Job: Please repeat the lines of the data below word for word, starting at the line containing "Locate the tree" and ending at the final line of the data, with both of those lines included.

[start Given entries]

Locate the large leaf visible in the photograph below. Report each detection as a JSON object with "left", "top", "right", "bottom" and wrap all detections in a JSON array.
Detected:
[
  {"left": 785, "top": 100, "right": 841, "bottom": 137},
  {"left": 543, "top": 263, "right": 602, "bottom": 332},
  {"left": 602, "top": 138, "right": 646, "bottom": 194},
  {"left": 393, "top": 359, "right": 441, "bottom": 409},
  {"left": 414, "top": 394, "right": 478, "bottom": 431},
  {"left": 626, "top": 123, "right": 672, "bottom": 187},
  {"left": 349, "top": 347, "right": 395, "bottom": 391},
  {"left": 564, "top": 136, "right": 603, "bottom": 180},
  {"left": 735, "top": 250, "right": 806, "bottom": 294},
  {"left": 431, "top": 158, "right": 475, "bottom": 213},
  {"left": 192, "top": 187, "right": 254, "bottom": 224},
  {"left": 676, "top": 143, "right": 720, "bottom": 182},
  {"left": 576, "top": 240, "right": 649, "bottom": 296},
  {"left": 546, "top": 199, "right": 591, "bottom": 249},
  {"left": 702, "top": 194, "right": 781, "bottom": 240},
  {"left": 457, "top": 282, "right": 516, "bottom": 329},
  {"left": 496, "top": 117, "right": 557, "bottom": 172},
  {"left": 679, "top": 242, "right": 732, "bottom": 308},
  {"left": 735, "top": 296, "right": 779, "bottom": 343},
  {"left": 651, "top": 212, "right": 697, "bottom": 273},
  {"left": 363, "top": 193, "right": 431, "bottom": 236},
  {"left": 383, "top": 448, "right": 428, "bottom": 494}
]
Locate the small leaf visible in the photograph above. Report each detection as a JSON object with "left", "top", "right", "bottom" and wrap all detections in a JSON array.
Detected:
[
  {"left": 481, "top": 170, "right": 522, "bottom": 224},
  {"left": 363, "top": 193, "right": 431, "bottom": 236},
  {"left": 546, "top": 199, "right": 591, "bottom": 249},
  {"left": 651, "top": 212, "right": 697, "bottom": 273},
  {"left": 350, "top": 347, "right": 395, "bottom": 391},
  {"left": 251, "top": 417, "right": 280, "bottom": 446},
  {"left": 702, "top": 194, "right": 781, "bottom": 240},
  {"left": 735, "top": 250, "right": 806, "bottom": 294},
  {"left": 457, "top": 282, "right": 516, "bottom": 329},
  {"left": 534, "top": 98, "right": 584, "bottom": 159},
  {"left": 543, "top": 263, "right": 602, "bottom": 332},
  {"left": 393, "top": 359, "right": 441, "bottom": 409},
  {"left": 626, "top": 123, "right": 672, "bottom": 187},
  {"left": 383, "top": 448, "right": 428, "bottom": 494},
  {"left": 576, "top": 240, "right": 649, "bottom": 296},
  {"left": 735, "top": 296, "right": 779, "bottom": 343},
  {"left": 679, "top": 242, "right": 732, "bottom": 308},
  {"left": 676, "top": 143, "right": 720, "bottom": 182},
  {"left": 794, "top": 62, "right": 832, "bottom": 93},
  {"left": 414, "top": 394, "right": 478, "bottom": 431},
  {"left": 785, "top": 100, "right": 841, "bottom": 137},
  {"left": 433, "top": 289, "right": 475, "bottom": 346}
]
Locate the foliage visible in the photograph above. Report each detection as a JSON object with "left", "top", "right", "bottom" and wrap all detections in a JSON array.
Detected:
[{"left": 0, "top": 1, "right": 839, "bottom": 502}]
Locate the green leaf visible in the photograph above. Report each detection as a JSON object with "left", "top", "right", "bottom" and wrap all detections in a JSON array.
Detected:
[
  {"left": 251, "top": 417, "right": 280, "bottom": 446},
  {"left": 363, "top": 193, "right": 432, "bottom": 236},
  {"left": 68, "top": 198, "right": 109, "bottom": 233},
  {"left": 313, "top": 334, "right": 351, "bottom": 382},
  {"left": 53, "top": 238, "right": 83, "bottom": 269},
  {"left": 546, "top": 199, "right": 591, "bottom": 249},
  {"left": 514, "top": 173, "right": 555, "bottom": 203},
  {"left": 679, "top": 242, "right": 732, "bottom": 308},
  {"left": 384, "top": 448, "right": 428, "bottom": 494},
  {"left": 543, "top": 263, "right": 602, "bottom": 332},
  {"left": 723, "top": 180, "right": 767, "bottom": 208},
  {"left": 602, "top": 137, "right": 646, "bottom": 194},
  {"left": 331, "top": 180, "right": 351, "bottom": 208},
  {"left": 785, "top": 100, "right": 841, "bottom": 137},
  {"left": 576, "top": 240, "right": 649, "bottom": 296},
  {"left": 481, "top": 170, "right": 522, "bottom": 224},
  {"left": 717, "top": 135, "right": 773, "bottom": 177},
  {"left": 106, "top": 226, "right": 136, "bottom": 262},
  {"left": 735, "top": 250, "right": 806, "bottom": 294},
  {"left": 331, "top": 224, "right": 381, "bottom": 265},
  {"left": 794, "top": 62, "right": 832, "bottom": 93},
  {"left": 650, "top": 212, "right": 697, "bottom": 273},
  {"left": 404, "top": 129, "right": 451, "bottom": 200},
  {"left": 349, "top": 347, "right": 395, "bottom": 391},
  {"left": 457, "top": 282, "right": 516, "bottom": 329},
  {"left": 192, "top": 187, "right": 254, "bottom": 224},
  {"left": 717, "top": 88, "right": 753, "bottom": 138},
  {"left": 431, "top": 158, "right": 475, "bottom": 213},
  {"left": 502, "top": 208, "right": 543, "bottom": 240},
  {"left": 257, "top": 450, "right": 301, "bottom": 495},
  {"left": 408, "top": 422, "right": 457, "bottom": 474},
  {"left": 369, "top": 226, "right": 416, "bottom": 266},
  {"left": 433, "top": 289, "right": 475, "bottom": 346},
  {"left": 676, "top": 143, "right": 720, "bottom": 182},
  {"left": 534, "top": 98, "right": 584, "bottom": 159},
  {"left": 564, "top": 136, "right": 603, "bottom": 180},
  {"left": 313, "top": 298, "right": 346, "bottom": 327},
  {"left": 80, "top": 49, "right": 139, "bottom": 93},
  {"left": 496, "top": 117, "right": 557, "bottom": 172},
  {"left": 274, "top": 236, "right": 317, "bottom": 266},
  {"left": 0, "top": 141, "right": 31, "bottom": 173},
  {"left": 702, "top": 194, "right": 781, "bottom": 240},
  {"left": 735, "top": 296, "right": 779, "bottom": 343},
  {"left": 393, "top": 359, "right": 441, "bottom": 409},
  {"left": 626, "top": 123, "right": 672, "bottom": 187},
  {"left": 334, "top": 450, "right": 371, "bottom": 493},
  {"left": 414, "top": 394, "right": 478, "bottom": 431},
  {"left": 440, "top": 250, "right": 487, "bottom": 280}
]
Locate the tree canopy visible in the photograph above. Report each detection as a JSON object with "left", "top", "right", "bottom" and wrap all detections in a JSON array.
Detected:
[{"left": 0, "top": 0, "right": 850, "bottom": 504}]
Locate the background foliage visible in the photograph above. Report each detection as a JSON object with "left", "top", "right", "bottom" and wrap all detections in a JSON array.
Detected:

[end Given entries]

Solution to this problem:
Locate the tree canopy visible in the photograph above. Report each detection as a JSON object with "left", "top", "right", "bottom" and wrap all detections in a JSON array.
Detected:
[{"left": 0, "top": 0, "right": 850, "bottom": 504}]
Locate the background foliage visible in the photograph above. Report each detection as a JSON object with "left", "top", "right", "bottom" and wrap all detections in a JSON array.
Detected:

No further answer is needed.